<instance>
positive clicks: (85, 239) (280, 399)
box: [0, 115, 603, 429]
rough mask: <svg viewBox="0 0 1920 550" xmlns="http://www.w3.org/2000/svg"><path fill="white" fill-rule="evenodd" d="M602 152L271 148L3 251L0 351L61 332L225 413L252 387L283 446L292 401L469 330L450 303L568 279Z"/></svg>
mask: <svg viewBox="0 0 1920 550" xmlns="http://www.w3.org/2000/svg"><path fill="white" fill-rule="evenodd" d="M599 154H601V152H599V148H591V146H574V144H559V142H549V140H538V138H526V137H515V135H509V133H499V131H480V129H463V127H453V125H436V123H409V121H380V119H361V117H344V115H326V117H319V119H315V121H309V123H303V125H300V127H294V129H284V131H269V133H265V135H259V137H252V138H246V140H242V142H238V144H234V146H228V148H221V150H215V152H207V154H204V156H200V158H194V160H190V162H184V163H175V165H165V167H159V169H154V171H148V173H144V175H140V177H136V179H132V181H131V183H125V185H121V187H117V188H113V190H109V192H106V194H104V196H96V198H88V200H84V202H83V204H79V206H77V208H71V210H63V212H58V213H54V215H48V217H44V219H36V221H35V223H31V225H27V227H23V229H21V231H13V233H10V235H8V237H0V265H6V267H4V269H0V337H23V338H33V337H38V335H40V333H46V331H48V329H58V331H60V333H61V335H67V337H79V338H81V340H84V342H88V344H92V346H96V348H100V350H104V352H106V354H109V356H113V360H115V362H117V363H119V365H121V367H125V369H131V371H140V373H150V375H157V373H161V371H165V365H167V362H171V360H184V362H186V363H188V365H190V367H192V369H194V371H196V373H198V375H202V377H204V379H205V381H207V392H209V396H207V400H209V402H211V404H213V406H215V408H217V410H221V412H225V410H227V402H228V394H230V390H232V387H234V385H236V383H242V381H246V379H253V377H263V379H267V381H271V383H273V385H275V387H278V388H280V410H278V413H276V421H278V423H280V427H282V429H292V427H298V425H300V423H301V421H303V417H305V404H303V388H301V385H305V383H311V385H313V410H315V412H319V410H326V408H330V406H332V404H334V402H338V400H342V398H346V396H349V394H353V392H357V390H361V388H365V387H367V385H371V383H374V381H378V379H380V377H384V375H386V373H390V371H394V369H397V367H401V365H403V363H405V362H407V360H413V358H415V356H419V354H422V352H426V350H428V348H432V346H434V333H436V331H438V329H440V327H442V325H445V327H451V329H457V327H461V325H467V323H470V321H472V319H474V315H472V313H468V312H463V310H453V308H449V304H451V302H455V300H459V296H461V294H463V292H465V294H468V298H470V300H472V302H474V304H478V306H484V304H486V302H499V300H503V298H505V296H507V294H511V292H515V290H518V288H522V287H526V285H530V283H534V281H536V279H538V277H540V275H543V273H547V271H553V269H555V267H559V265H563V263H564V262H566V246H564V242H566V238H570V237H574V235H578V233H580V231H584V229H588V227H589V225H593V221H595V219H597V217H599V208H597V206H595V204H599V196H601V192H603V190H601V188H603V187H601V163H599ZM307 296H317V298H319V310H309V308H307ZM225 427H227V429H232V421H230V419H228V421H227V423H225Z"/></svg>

## Required work
Print the records above exactly as they appear.

## Task answer
<instance>
positive clicks: (85, 239) (280, 399)
box: [0, 115, 603, 429]
rough mask: <svg viewBox="0 0 1920 550" xmlns="http://www.w3.org/2000/svg"><path fill="white" fill-rule="evenodd" d="M602 152L271 148L3 251L0 351L61 332L225 413L252 387L283 446L292 401L469 330L450 303L568 279Z"/></svg>
mask: <svg viewBox="0 0 1920 550" xmlns="http://www.w3.org/2000/svg"><path fill="white" fill-rule="evenodd" d="M599 154H601V152H599V148H591V146H574V144H559V142H549V140H538V138H526V137H515V135H509V133H499V131H480V129H463V127H453V125H436V123H409V121H380V119H361V117H344V115H326V117H319V119H315V121H309V123H303V125H300V127H294V129H284V131H269V133H265V135H259V137H252V138H246V140H242V142H238V144H234V146H228V148H221V150H215V152H207V154H204V156H200V158H194V160H190V162H184V163H175V165H165V167H159V169H154V171H148V173H144V175H140V177H136V179H132V181H131V183H125V185H121V187H117V188H113V190H109V192H106V194H104V196H96V198H88V200H84V202H83V204H79V206H77V208H71V210H63V212H58V213H54V215H48V217H44V219H36V221H35V223H31V225H27V227H23V229H21V231H13V233H10V235H8V237H0V265H6V267H4V269H0V337H23V338H33V337H38V335H40V333H46V331H48V329H58V331H60V333H61V335H67V337H79V338H81V340H84V342H88V344H92V346H96V348H100V350H104V352H106V354H109V356H113V360H115V362H117V363H119V365H121V367H125V369H131V371H140V373H150V375H157V373H161V371H165V365H167V362H171V360H184V362H186V363H188V365H190V367H192V369H194V371H196V373H198V375H202V377H204V379H205V381H207V392H209V396H207V400H209V402H211V404H213V406H215V408H217V410H221V412H225V410H227V402H228V394H230V390H232V387H234V385H236V383H242V381H246V379H253V377H263V379H267V381H271V383H273V385H275V387H278V388H280V410H278V413H276V421H278V423H280V427H282V429H292V427H298V425H300V423H301V421H303V417H305V404H303V388H301V385H305V383H311V385H313V410H315V412H319V410H326V408H330V406H332V404H334V402H338V400H342V398H346V396H349V394H353V392H357V390H361V388H365V387H367V385H371V383H374V381H378V379H380V377H384V375H386V373H390V371H394V369H397V367H401V365H403V363H405V362H407V360H413V358H415V356H419V354H422V352H426V350H428V348H432V346H434V333H436V331H438V329H440V327H442V325H445V327H451V329H457V327H461V325H467V323H470V321H472V319H474V315H472V313H468V312H463V310H453V308H449V304H451V302H455V300H459V296H461V294H463V292H465V294H468V298H470V300H472V302H474V304H478V306H484V304H486V302H499V300H503V298H505V296H507V294H511V292H515V290H518V288H522V287H526V285H530V283H534V281H536V279H538V277H540V275H543V273H547V271H553V269H555V267H559V265H563V263H564V262H566V246H564V242H566V238H570V237H574V235H578V233H580V231H584V229H588V227H589V225H593V221H595V219H597V217H599V208H597V206H595V204H599V196H601V192H603V190H601V188H603V187H601V163H599ZM307 296H317V298H319V310H309V308H307ZM225 427H227V429H232V421H230V419H228V421H227V423H225Z"/></svg>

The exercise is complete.